TASKS AND EXERCISES
[1] Please list every company or organization named in the article on Extended Stay America below.
[2] Write the next part of the article on Extended Stay America, starting after its final sentence.

We wouldn't be surprised if Extended Stay America's first quarter and upcoming second quarter operating results together were among the very best of the battered public U.S. hotel companies. Going long on long-stay has never been such a safe business model as it is now during the coronavirus pandemic.
“Extended Stay America is very different from traditional transient brands, and those differences have never been more apparent than they are today,” said CEO Bruce Haase during a conference call with investors to discuss first-quarter earnings.
Some large investors agree. In the past two months, Charlotte, North Carolina-based company has drawn interest as the largest owner-operator of extended-stay hotels in the mid-priced market. Blackstone Group, said to be the world’s largest owner of real estate, purchased an approximately 5 percent stake at a price of about $100 million in March, the Wall Street Journal reported, while Starwood Capital snapped up 8.5 percent.
Some context on why: The hotel business is all about boosting occupancy because an owner has fixed costs to run facilities and employ labor for core operations. At a typical U.S. property, if you have, say, 100 rooms, your profit margins begin to improve once your occupancy surpasses 60 percent, on average.
Extended Stay America requires a lower occupancy to break even than do traditional hotel brands, Haase said, and it has “maintained relatively healthy overall occupancy levels” during the coronavirus pandemic.
Extended Stay America said it hasn’t shut down any of its 634 locations during the epidemic and in April had an average occupancy of 61 percent. It has had more hotels with 80 percent or higher occupancy than ones below 50 percent occupancy system-wide, and only a handful below 30 percent. That contrasts with an average below 30 percent for many well-known leisure hotel brands, it said.

INFORMATION SHOWN
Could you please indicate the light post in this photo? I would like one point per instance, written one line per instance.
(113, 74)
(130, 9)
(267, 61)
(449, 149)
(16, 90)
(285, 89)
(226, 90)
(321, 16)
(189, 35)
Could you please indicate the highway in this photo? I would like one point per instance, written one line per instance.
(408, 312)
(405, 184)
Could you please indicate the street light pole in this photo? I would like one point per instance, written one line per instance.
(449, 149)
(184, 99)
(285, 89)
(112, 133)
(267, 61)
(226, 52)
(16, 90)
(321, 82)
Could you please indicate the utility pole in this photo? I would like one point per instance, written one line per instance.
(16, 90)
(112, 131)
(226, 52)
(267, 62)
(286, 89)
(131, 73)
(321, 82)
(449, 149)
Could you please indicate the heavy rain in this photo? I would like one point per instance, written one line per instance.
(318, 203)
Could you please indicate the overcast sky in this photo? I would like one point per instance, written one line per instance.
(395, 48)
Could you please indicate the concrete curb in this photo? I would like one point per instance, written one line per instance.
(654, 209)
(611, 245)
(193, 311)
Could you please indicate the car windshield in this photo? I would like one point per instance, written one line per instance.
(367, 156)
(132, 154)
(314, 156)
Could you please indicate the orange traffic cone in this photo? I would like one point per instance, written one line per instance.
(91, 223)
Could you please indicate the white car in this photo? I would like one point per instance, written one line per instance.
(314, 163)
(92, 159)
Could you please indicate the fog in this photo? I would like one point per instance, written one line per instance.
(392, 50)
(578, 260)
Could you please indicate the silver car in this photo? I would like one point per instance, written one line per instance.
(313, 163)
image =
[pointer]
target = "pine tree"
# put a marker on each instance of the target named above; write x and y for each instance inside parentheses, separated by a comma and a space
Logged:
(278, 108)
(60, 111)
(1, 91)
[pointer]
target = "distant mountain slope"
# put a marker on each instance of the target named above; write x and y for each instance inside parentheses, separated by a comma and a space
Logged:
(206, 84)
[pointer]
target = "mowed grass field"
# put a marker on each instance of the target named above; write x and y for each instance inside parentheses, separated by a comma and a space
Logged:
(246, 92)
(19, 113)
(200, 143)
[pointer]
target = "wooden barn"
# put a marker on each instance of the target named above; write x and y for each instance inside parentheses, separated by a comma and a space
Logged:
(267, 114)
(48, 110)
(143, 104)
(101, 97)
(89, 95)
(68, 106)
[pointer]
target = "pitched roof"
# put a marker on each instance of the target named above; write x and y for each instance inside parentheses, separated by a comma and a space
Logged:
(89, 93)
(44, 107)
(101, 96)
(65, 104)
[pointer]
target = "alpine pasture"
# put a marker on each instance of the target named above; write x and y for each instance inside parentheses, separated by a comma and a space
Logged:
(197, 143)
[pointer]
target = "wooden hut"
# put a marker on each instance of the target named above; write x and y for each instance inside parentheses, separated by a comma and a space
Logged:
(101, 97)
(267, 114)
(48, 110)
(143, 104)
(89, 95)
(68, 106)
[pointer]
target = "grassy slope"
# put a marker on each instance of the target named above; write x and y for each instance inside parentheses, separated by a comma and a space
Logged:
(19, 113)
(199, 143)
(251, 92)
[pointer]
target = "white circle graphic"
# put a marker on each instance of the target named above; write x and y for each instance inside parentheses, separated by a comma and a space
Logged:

RESULTS OF THE TASKS
[1]
Extended Stay America
Blackstone Group
Wall Street Journal
Starwood Capital

[2]
Occupancy is just one factor. Hotel operators also fixate on a metric called revenue per available room (RevPAR), which is a function of occupancy multiplied by the daily rate. During the first three months of the year, Extended Stay America’s system-wide RevPAR was $43.98, a decline of 5.8 percent compared to the same period a year earlier.
That strength in revenue per available room has kept the company in a roughly breakeven position. In the first quarter, the company generated $266.3 million in revenue, a drop of 4 percent year-over-year. It earned $7.8 million in net income, a crash of 72 percent from $28.4 million year-over-year. That comfortable financial position has enabled the company to avoid having to furlough any field-based management or enact any other wide-spread furloughs or staff reductions as seen by others in the industry.
Some analysts agreed. The company’s financial performance should be the best among the major U.S. hotel companies in the first half of the year, wrote Michael Bellisario, a senior travel industry research analyst at Baird, in a note to investors.
Hasse, who has led the company since November 2019, claimed that Extended Stay America’s performance would continue to outshine rivals in the hospitality sector this year. He noted that most locations are near highways and suburban areas that will likely rebound first as domestic travel picks up in the U.S., and many customers drive rather than fly.
Extended Stay America has limited dependence on group business, Hasse added. That spares it from exposure to a likely cratering of the convention and events business this year. It has also brought some costs down through hygiene-enhancing measures such as by removing daily breakfasts and reducing the cadence of housekeeping for long-stay guests.
It’s not all roses, though. The company’s cash burn requires making some assumptions about RevPAR and expenses. But the company said that assuming late April levels of occupancy and operational costs it would have enough cash to last about four years.
Baird’s Bellisario calculated that Extended Stay America’s leverage, or amount of debt, is 4.5 times its expected earnings, an elevated level from 4.3 times at the end of last year.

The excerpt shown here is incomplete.